═══ Zu lesender Auszug ═══

Phenylketonurie – Ursachen
Pathogenese
Die Phenylketonurie (PKU) ist eine autosomal-rezessiv vererbte Erkrankung, die durch einen Mangel der Phenylalanin-Hydroxylase verursacht wird. Dieser Enzymdefekt führt zu einer Störung des Phenylalanin-Tyrosin-Stoffwechsels mit konsekutiver Hyperphenylalaninämie und neurotoxischen Effekten.
Primäre pathophysiologische Mechanismen
Defekt der Phenylalanin-Hydroxylase (PAH)
- Verminderte oder fehlende Enzymaktivität
- Autosomal-rezessiver Gendefekt: Mutationen im PAH-Gen (Chromosom 12q23.2) reduzieren die Enzymaktivität auf 0–20 % des Normalwerts.
- Konsequenz: Unzureichende Umwandlung von Phenylalanin zu Tyrosin führt zur systemischen Hyperphenylalaninämie.

═══ Bereitgestellte Angaben ═══

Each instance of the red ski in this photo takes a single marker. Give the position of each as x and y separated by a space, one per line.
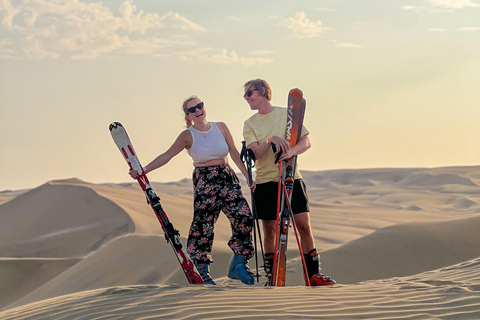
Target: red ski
295 113
172 235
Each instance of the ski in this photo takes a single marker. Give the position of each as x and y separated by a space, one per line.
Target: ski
295 114
120 136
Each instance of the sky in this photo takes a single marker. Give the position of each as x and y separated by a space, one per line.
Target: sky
387 83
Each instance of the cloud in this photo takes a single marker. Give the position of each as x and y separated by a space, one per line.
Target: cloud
222 57
412 8
452 4
347 45
302 27
469 29
78 30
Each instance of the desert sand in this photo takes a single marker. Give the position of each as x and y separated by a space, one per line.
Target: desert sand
401 243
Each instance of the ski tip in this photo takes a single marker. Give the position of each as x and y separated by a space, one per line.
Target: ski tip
114 125
296 92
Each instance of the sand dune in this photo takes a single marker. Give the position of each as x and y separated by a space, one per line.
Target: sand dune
402 243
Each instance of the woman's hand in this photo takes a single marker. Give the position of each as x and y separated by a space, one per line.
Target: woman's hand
134 174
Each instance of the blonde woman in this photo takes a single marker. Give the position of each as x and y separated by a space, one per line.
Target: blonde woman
216 188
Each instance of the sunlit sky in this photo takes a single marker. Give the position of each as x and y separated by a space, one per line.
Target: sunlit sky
387 83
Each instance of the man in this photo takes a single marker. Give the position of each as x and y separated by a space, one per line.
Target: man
260 131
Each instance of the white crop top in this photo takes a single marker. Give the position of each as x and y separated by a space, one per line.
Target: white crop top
207 145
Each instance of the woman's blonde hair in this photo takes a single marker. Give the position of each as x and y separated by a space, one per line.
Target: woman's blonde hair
184 108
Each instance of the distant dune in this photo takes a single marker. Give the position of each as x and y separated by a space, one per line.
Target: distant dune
401 243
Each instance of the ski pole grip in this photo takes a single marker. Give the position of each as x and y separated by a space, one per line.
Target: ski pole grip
278 155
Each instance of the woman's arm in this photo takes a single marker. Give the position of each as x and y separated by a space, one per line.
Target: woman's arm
234 152
183 141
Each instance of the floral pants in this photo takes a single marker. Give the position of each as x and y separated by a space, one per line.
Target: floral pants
216 189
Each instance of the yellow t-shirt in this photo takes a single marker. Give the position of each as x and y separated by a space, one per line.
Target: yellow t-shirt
260 127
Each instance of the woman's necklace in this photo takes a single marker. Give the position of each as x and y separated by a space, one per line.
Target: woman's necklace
205 133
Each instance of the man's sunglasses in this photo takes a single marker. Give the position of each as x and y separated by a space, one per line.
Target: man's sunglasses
249 93
193 109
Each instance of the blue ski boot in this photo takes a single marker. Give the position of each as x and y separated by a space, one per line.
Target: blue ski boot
239 270
204 270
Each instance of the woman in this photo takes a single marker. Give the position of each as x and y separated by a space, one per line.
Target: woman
216 188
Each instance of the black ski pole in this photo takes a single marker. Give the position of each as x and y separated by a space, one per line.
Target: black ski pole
248 157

═══

Zu lösende Aufgabe — Schreibe den Text zur Phenylketonurie vollständig und Wort für Wort ab. Stütze dich ausschließlich auf den Text zur Phenylketonurie.

Antwort zur Aufgabe —
Phenylketonurie – Ursachen
Pathogenese
Die Phenylketonurie (PKU) ist eine autosomal-rezessiv vererbte Erkrankung, die durch einen Mangel der Phenylalanin-Hydroxylase verursacht wird. Dieser Enzymdefekt führt zu einer Störung des Phenylalanin-Tyrosin-Stoffwechsels mit konsekutiver Hyperphenylalaninämie und neurotoxischen Effekten.
Primäre pathophysiologische Mechanismen
Defekt der Phenylalanin-Hydroxylase (PAH)
- Verminderte oder fehlende Enzymaktivität
- Autosomal-rezessiver Gendefekt: Mutationen im PAH-Gen (Chromosom 12q23.2) reduzieren die Enzymaktivität auf 0–20 % des Normalwerts.
- Konsequenz: Unzureichende Umwandlung von Phenylalanin zu Tyrosin führt zur systemischen Hyperphenylalaninämie.